-- INSTRUCTION 1 --
According to the article on the Army's private cloud contract, where will IBM build and operate the data center?

-- DOCUMENT SEGMENT --
↓

The project, known as the Army Private Cloud Enterprise, represents the first time the Army has contracted with a private company to run a large-scale data center...
The Army has awarded IBM a long-awaited contract to run a pilot program that officials hope will pave the way toward a future in which the service relies much more heavily on the commercial IT industry to run cloud-based computing centers on its behalf, including for high classifications up to and including secret-level data.
IBM won the work as a task order under the Army’s Private Cloud II indefinite delivery/indefinite quantity contract. The $62 million award includes one base year and four option years, during which the company will build, then own and operate a data center on Army property at Redstone Arsenal, near Huntsville, Alabama.
The project, known as the Army Private Cloud Enterprise, represents the first time the Army has contracted with a private company to run a large-scale data center inside the gates of a military installation.
Officials did not respond to repeated requests for documents that would detail the full scope of the work. But in a statement, a spokesman for Army Contracting Command said the new data center would initially be used as a migration point for systems and applications that are currently hosted at government-run data centers at Redstone itself. Barring any major unforeseen challenges, other systems from across the Army would move into the same facility over the next five years.
“Lessons learned from this pilot will provide critical information needed to mature application migration and cloud management processes and procedures,” the Army said in the statement. “This award represents the first step in actualizing the Army cloud computing strategy.”
Lt. Gen. Robert Ferrell, the Army’s chief information officer, told reporters last week that Redstone was an ideal location to prove out the concept of a private cloud on a military installation.
“There are 24 data centers there, 11 of which belong to the Army, and the goal is to move those apps into this new environment,” he said. “Not everything is going to move to the cloud, but we believe this is going to enhance mission command, create a common user experience, reduce our IT and operations costs and reduce our fiscal footprint.”
And significantly, the Army plans to certify the private cloud at the highest security levels available under DoD’s cloud security requirements guide: levels 5 and 6, which incorporate the necessary security controls to handle secret-level data.
On the whole, the military has migrated very few classified and sensitive applications into commercially-run cloud environments, partially because the costs involved in complying with DoD’s strictures for physical and logical security at that level tend to cancel out the promised savings of cloud computing. The Army believes it can mitigate at least some of those costs by letting a company operate a cloud infrastructure inside the gates of a military installation.
In pre-solicitation documents, the Army also told competing vendors that they would need to implement continuity of operations, disaster recovery and data backup services, develop procedures to bill various Army customers for on-demand cloud provisioning, offer services to transition systems and applications out of legacy data centers, and help with “organizational change management.”
The Army sees the cloud pilot as a key element of its strategy to consolidate and close its inventory of underutilized and inefficient government-owned data centers. Depending on how those are counted, the Army operates anywhere between 200 and 1,200, and under guidance from the Office of Management and Budget, it must close at least 350 of them over the next two years.
“Our goal is to reduce that number down to ten data centers by 2025,” Ferrell said,” We’ve identified four locations in the continental U.S.: Fort Bragg, Fort Carson, Redstone, and Fort Knox. We’re also planning six overseas, but we haven’t identified those locations as of yet.”

↑

-- Stored items --
↓

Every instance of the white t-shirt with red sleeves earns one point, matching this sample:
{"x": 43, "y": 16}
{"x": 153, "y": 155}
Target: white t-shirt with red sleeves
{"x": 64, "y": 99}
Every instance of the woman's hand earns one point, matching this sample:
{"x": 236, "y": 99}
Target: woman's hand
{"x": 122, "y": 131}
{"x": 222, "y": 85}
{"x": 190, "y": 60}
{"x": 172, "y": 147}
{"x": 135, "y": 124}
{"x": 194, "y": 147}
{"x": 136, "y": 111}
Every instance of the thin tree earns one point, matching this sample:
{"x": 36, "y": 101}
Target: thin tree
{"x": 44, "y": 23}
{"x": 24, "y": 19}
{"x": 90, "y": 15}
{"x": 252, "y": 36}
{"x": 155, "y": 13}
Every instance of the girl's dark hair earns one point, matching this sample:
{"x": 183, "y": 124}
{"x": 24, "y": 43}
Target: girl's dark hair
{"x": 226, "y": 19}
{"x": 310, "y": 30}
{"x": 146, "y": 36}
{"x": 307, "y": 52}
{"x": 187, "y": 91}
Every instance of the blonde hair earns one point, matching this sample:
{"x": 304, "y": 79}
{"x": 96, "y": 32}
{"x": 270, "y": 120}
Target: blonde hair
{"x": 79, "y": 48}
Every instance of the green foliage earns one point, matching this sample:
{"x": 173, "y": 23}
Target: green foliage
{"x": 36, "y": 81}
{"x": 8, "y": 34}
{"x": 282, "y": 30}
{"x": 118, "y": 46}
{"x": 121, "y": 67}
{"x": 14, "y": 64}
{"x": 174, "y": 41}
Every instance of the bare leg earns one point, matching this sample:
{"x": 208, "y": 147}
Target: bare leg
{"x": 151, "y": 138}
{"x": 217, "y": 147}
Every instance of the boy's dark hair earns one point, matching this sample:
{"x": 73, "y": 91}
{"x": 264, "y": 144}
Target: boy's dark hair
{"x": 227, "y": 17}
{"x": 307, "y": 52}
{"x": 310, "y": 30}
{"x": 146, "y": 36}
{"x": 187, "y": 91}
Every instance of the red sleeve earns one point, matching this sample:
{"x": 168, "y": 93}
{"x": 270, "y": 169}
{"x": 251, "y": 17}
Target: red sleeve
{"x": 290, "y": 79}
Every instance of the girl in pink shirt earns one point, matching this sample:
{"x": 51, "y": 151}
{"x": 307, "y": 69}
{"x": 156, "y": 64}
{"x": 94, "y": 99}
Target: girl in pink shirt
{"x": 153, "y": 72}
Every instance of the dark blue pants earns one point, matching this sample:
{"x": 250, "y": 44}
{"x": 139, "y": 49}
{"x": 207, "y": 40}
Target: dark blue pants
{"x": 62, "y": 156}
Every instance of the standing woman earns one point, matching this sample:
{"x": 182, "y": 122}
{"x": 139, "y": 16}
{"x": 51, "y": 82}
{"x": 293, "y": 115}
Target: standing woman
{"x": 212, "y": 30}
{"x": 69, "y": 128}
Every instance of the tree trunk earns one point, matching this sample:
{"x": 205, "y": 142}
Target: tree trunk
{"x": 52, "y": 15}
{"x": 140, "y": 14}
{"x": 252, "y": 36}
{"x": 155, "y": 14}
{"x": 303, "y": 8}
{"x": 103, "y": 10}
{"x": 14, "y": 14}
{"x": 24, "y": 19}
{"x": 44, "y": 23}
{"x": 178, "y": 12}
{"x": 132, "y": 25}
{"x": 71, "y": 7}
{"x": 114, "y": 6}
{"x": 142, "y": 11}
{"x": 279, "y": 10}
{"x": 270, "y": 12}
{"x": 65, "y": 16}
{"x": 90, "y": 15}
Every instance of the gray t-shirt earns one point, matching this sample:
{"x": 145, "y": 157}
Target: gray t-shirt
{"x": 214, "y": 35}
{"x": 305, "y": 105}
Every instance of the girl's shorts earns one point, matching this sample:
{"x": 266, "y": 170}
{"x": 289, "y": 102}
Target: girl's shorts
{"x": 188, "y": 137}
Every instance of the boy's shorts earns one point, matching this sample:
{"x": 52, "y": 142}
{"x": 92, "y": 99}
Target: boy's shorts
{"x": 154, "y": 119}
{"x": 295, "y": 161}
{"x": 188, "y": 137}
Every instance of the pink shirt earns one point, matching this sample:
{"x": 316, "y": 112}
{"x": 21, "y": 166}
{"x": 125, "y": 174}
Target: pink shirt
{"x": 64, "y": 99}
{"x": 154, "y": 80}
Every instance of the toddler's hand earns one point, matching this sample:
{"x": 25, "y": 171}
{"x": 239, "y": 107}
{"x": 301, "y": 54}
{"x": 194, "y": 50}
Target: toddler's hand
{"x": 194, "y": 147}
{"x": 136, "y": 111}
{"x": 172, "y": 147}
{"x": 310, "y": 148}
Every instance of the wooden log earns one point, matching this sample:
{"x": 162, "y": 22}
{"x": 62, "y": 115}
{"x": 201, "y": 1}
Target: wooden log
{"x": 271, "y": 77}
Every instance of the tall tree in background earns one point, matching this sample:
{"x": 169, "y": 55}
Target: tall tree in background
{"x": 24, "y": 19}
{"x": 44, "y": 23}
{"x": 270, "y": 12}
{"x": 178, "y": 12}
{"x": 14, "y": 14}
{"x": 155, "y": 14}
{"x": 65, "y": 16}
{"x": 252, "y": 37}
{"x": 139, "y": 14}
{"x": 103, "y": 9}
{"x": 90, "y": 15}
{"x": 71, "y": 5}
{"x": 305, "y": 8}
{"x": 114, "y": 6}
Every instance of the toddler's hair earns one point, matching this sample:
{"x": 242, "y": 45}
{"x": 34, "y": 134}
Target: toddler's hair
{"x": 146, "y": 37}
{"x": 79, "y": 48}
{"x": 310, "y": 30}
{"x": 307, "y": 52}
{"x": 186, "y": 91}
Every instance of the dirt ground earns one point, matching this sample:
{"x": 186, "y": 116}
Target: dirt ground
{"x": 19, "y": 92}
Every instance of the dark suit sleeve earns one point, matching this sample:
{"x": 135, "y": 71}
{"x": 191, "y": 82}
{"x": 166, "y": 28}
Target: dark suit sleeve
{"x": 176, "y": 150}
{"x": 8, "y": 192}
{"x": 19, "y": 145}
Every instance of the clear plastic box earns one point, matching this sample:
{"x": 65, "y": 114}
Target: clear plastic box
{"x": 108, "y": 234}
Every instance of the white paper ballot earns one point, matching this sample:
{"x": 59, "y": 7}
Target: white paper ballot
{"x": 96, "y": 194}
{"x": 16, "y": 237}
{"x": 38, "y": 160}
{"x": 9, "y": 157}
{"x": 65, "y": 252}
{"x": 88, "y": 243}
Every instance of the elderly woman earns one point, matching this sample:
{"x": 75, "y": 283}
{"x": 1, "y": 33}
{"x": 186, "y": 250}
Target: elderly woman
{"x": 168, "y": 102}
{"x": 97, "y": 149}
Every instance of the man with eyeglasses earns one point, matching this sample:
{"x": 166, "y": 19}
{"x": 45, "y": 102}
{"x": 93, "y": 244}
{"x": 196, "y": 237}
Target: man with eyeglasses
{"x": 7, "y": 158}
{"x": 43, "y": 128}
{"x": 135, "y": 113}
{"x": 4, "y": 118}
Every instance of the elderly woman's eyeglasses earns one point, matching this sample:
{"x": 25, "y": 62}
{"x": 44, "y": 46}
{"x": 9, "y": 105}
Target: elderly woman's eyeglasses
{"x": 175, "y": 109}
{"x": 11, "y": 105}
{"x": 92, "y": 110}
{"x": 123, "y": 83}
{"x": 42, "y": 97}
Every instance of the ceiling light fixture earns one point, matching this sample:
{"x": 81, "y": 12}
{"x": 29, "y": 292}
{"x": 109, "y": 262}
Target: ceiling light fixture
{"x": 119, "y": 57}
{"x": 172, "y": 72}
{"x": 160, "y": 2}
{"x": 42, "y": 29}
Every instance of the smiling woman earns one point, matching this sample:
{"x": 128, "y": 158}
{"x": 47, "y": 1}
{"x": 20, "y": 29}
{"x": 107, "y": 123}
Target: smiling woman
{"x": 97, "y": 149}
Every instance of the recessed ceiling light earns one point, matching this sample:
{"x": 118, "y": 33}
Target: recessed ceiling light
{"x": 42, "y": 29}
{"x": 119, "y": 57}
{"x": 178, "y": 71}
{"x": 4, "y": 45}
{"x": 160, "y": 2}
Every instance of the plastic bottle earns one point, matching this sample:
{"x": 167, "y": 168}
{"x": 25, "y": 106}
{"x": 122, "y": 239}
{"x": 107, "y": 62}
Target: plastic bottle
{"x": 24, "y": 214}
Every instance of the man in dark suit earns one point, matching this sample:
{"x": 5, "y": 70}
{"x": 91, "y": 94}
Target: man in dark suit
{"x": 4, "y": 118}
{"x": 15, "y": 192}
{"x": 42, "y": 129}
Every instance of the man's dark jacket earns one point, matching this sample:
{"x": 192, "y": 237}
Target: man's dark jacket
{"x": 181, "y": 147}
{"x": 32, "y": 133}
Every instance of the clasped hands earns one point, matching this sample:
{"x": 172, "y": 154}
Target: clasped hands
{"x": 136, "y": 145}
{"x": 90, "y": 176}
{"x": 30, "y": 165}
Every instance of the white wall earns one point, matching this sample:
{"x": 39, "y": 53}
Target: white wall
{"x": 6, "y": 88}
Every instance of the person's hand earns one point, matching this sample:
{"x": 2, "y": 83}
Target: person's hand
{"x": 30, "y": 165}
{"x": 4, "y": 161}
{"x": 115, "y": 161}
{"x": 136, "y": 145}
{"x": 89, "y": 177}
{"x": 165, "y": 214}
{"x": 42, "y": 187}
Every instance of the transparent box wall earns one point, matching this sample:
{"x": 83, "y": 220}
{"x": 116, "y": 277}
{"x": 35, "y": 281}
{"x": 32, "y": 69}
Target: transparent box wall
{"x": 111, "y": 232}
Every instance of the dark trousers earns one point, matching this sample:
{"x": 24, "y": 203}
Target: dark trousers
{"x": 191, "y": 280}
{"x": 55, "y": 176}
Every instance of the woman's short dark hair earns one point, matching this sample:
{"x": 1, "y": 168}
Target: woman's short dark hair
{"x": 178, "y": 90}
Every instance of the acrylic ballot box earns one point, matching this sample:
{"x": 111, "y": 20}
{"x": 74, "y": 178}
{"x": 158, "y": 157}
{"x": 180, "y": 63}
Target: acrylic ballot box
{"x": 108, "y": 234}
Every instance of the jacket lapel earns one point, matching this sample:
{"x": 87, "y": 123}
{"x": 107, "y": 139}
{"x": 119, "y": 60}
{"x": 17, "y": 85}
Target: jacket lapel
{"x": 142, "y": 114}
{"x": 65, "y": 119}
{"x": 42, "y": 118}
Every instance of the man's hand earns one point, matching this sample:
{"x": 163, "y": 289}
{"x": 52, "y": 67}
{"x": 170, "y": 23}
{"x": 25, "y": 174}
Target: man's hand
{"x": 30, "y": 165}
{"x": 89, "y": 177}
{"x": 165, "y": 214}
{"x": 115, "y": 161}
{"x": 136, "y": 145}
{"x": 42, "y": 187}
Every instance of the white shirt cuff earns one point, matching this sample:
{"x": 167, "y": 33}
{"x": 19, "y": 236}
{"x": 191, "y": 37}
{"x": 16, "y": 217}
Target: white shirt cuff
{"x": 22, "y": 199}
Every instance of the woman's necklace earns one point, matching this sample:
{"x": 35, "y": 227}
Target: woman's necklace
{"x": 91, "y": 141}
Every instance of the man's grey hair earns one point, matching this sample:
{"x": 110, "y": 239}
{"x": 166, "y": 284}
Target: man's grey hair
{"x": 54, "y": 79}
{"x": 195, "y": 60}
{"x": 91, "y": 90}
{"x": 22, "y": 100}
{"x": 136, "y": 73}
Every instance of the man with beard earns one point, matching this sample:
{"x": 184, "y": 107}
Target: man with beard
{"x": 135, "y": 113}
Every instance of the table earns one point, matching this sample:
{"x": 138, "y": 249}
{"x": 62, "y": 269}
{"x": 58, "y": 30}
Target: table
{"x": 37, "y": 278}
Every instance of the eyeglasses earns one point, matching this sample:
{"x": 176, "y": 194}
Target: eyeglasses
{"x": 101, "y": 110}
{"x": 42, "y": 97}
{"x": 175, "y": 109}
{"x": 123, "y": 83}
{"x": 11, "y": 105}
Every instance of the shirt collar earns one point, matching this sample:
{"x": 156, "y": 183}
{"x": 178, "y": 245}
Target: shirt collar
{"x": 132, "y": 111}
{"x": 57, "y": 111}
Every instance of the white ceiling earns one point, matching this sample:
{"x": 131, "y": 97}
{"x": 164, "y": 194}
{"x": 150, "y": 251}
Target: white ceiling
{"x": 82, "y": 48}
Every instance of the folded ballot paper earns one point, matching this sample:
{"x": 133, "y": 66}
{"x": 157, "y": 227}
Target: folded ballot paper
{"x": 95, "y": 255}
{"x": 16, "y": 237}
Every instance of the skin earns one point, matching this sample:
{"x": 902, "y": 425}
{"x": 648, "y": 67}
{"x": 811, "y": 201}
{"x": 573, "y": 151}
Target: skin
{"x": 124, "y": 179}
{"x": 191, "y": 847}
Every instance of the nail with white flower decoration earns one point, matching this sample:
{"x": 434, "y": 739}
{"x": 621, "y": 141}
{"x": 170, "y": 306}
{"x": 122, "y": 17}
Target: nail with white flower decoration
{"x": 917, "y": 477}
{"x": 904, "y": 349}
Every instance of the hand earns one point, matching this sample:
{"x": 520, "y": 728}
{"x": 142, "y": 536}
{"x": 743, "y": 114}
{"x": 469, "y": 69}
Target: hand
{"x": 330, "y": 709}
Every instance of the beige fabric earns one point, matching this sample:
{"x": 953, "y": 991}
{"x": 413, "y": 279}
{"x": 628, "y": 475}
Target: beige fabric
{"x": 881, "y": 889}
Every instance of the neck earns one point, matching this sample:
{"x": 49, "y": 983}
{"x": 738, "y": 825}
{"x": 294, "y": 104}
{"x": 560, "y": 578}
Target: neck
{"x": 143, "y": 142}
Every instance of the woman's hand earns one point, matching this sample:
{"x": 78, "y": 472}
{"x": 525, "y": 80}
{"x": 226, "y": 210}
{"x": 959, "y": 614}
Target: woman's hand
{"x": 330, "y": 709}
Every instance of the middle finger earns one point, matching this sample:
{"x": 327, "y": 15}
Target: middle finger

↑

-- INSTRUCTION 2 --
Tally the lines of the listing that contain the string "ballot", and reply with that number alone.

-- EXERCISE RESPONSE 1 --
On Army property at Redstone Arsenal, near Huntsville, Alabama.

-- EXERCISE RESPONSE 2 --
6